ENTRIES PROVIDED |
━━━━━━━━

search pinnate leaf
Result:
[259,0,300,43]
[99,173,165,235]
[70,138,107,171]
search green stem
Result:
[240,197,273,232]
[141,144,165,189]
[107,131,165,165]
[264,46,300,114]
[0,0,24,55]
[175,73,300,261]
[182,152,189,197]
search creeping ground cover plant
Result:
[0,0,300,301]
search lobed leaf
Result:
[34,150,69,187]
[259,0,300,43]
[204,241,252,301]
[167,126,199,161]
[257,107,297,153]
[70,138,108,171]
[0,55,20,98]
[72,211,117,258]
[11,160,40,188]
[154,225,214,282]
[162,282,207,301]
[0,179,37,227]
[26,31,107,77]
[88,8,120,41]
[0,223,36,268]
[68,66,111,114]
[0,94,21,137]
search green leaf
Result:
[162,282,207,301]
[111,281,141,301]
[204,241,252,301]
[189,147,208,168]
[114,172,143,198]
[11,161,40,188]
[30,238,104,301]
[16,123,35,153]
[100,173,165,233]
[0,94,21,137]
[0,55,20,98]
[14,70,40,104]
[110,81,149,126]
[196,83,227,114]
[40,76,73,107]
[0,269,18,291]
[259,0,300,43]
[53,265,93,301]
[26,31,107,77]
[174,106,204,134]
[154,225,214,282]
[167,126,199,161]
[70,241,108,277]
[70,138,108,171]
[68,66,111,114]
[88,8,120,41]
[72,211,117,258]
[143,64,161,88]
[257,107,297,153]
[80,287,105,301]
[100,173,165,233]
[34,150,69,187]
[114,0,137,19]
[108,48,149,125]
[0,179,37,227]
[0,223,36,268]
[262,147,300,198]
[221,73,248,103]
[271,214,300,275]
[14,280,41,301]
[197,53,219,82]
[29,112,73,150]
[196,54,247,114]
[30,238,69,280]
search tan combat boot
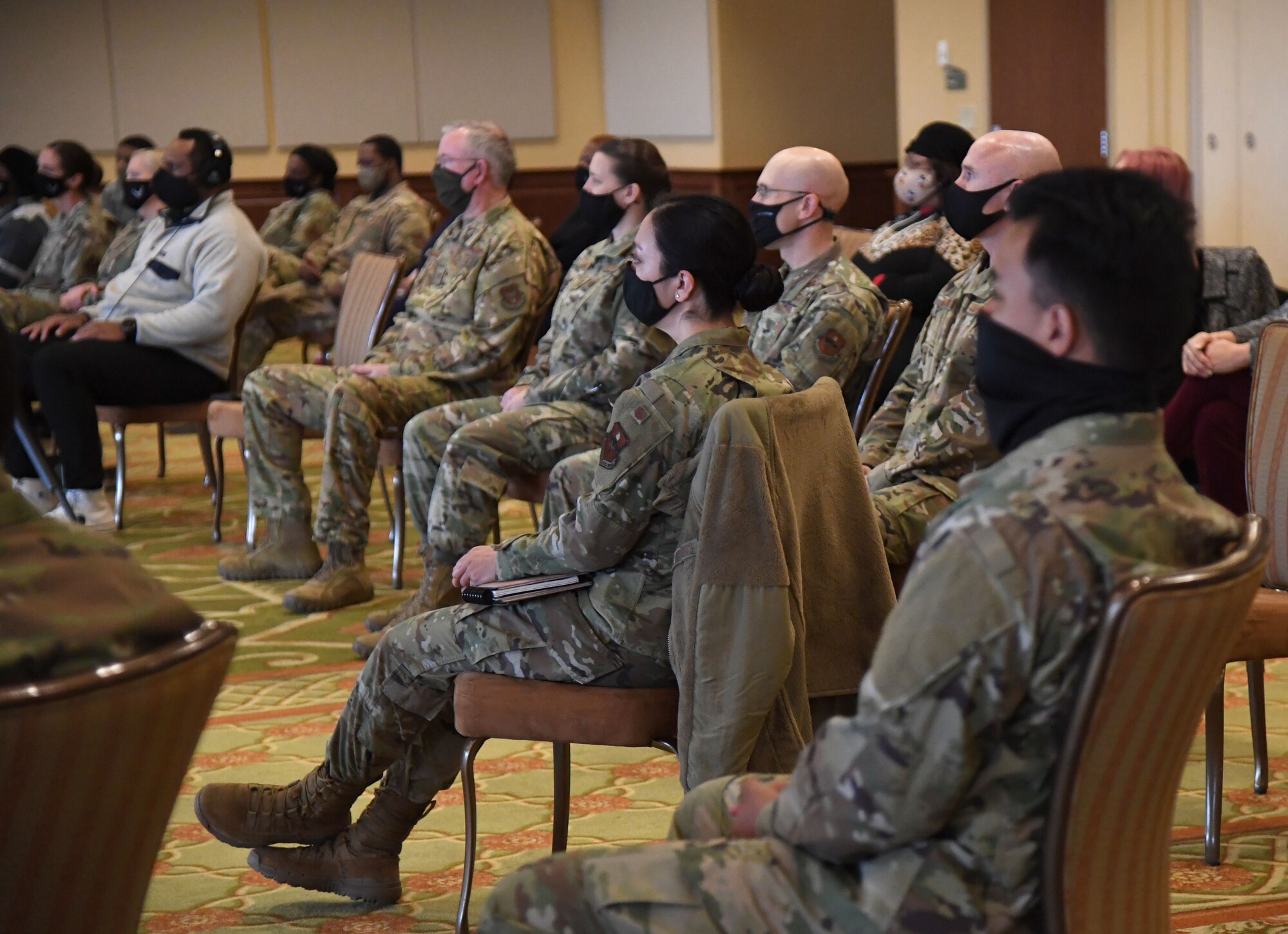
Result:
[246,788,434,904]
[192,763,363,848]
[219,519,322,581]
[282,541,376,613]
[359,560,461,631]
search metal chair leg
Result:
[210,438,224,542]
[197,421,215,492]
[456,737,487,934]
[112,425,125,532]
[1203,669,1225,866]
[393,466,407,590]
[1248,658,1270,795]
[550,742,572,853]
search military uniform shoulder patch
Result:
[599,420,629,470]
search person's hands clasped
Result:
[452,545,496,587]
[501,386,528,412]
[21,312,89,343]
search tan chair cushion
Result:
[452,671,680,746]
[1230,587,1288,662]
[97,401,210,425]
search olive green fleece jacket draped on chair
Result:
[670,379,895,788]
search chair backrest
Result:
[1247,321,1288,590]
[331,253,402,366]
[853,299,912,438]
[0,622,237,934]
[1042,515,1267,934]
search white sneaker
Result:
[13,477,58,515]
[50,488,116,532]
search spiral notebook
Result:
[461,575,594,605]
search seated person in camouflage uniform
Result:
[354,139,671,657]
[859,130,1060,567]
[482,169,1239,934]
[194,196,791,902]
[219,121,559,613]
[238,135,438,374]
[98,134,157,231]
[544,146,886,522]
[0,139,112,331]
[259,143,340,295]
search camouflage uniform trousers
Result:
[479,776,871,934]
[403,396,608,564]
[0,289,62,331]
[326,593,674,803]
[237,281,340,374]
[242,363,460,549]
[872,479,957,567]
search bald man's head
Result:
[757,146,850,213]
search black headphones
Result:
[188,130,233,188]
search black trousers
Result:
[4,334,227,490]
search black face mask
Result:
[577,186,626,236]
[121,182,152,211]
[429,165,473,214]
[36,174,67,198]
[747,195,836,250]
[942,178,1016,240]
[152,169,201,216]
[622,263,676,327]
[975,314,1158,453]
[282,175,309,198]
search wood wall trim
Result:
[233,162,898,232]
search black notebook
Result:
[461,575,594,605]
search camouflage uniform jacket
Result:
[859,254,998,496]
[22,198,112,305]
[515,231,665,410]
[757,412,1239,931]
[497,327,791,662]
[751,242,886,392]
[259,188,340,264]
[367,198,559,396]
[300,182,438,290]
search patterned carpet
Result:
[98,348,1288,934]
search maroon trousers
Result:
[1163,368,1252,515]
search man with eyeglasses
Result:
[237,134,439,374]
[219,121,560,613]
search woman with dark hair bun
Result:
[194,196,791,902]
[259,143,340,289]
[0,139,112,331]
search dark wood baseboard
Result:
[233,162,898,238]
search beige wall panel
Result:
[411,0,555,143]
[107,0,268,146]
[0,0,116,149]
[267,0,419,146]
[600,0,715,138]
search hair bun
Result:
[734,263,783,312]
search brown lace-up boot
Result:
[219,519,322,581]
[192,763,363,846]
[282,541,376,613]
[246,788,434,904]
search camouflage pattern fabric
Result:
[0,198,112,331]
[497,327,791,663]
[259,188,340,289]
[238,182,438,372]
[403,231,671,563]
[0,472,201,685]
[326,593,674,803]
[750,242,887,392]
[480,414,1239,934]
[243,198,559,549]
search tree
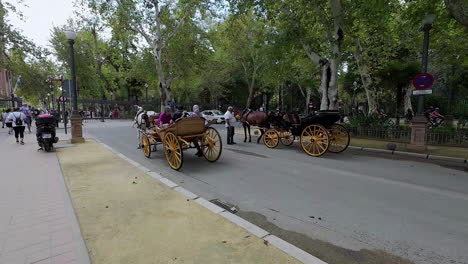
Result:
[215,10,271,108]
[106,0,208,110]
[444,0,468,27]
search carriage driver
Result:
[224,106,236,145]
[158,106,172,127]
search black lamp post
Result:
[417,15,435,118]
[145,83,148,103]
[64,29,84,143]
[408,15,435,151]
[64,30,79,116]
[101,92,106,122]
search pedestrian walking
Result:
[8,108,26,145]
[224,106,236,145]
[2,109,8,128]
[19,104,32,133]
[5,108,13,135]
[192,105,203,157]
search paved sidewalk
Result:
[0,129,90,264]
[58,139,308,264]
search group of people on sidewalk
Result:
[2,107,27,145]
[2,104,46,145]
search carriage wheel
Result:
[141,136,151,158]
[201,127,223,162]
[263,129,279,148]
[164,132,184,170]
[281,130,296,146]
[328,124,350,153]
[301,125,330,157]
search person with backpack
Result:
[2,109,8,128]
[8,107,26,145]
[5,108,13,135]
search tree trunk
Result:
[246,78,255,108]
[327,0,344,110]
[395,85,403,126]
[319,61,330,110]
[365,88,378,114]
[298,84,312,114]
[354,39,378,114]
[403,84,414,116]
[326,59,339,110]
[444,0,468,27]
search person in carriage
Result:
[157,106,173,128]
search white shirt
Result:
[224,111,236,127]
[7,112,26,127]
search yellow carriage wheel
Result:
[141,136,151,158]
[263,129,279,148]
[301,125,330,157]
[163,132,184,170]
[201,127,223,162]
[328,124,350,153]
[281,130,295,146]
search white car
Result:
[202,110,226,124]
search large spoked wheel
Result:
[202,127,223,162]
[301,125,330,157]
[164,132,184,170]
[263,129,279,148]
[281,130,296,146]
[328,124,350,153]
[141,136,151,158]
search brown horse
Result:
[240,109,270,143]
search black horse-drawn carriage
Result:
[263,111,350,157]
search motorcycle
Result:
[36,115,59,152]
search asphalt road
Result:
[85,121,468,264]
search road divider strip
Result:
[348,146,468,163]
[89,137,327,264]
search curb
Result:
[93,138,327,264]
[348,146,468,163]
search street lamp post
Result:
[145,83,148,103]
[101,92,106,122]
[64,30,84,143]
[410,14,435,151]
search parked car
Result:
[202,110,225,124]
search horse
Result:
[240,109,270,143]
[132,105,157,149]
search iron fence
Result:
[348,127,468,147]
[426,131,468,147]
[348,127,411,143]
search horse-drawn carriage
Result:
[263,111,350,157]
[141,117,222,170]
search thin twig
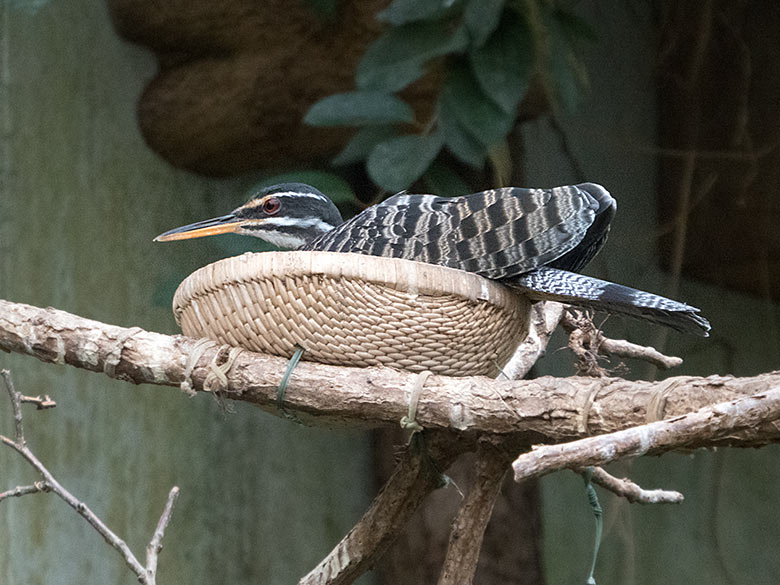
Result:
[439,439,511,585]
[0,370,24,447]
[19,394,57,410]
[574,467,684,504]
[146,486,179,583]
[561,311,683,375]
[0,370,179,585]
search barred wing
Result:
[304,185,614,280]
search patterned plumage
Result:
[156,183,710,336]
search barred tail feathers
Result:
[506,267,710,337]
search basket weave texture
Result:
[173,252,529,376]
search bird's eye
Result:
[263,197,282,215]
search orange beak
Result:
[154,213,244,242]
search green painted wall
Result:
[0,0,372,585]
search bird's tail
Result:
[506,267,710,337]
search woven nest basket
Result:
[173,252,529,376]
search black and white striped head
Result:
[154,183,343,250]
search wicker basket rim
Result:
[173,251,518,312]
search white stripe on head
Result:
[269,191,330,201]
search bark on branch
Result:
[0,300,780,448]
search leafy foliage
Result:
[305,0,595,194]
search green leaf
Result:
[463,0,505,47]
[331,126,395,166]
[437,94,487,168]
[355,21,469,92]
[303,91,414,126]
[366,133,442,192]
[253,170,355,205]
[423,160,473,197]
[469,12,534,114]
[441,66,515,147]
[376,0,449,26]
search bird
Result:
[154,183,710,337]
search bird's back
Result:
[304,184,614,281]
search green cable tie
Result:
[276,346,303,423]
[582,467,604,585]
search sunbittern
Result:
[155,183,710,336]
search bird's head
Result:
[154,183,343,250]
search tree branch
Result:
[580,467,684,504]
[299,432,464,585]
[0,370,179,585]
[439,438,511,585]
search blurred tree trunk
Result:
[0,0,370,584]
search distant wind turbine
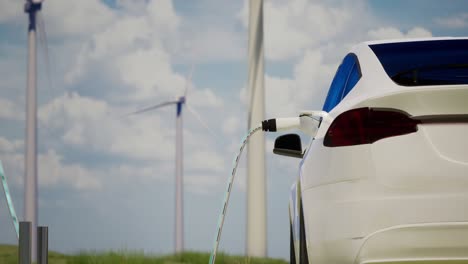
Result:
[129,66,197,252]
[24,0,45,262]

━━━━━━━━

WHAT TO DO | Scale the rows between the lines holding "search pedestrian walking" and "[141,117,222,170]", inclusive, by writing every line out again with the search requests unchanged. In the answers, multiply each bounding-box coordinate by 1.05 and round it to a whole number, with halves rounded up.

TASK SOLUTION |
search pedestrian walking
Result:
[8,113,27,152]
[235,111,248,152]
[2,114,8,134]
[20,109,34,140]
[5,113,14,142]
[202,110,213,165]
search paved sidewalk
Result:
[0,135,95,277]
[61,146,323,277]
search group of people on sidewalk
Result:
[2,112,28,152]
[2,109,48,152]
search carriage wheel
Result:
[148,143,159,166]
[211,133,234,170]
[276,135,293,155]
[172,139,193,179]
[295,137,311,153]
[344,130,368,161]
[316,131,347,165]
search person with backpack
Result:
[2,114,8,134]
[8,112,27,152]
[5,113,14,142]
search tree trunk
Result:
[258,82,268,113]
[343,0,361,116]
[415,89,423,132]
[335,64,347,116]
[383,92,397,120]
[313,88,328,120]
[372,41,397,120]
[423,88,435,122]
[342,62,356,116]
[466,0,491,28]
search person in carriage
Result:
[165,111,182,134]
search white shirt
Result:
[235,117,248,133]
[7,118,27,133]
search yellow carriage wheel
Result:
[148,143,159,166]
[276,135,293,155]
[316,131,347,165]
[171,139,193,179]
[211,133,234,170]
[344,130,368,161]
[295,137,310,153]
search white car
Result:
[212,116,237,130]
search large spoked wheel
Result:
[212,133,234,170]
[316,131,347,165]
[172,139,193,179]
[276,135,293,155]
[295,137,311,153]
[344,130,368,161]
[148,143,159,166]
search brown horse
Result:
[252,114,284,150]
search black horse-drawn carriage
Result:
[276,117,368,165]
search motorcycle
Result:
[38,121,62,160]
search asphalt road
Result:
[89,127,491,277]
search road divider strip
Result:
[365,153,491,171]
[93,144,343,277]
search curb
Result:
[98,145,343,277]
[365,153,491,171]
search street lamp post
Result:
[152,87,155,108]
[106,97,111,128]
[67,32,88,150]
[431,15,457,159]
search parked car
Result:
[212,116,236,130]
search horse
Result:
[252,114,284,150]
[139,110,165,156]
search iron fence
Result:
[365,133,491,154]
[447,138,491,154]
[365,133,432,150]
search horse-drawn carriage
Result:
[276,117,368,165]
[148,123,233,179]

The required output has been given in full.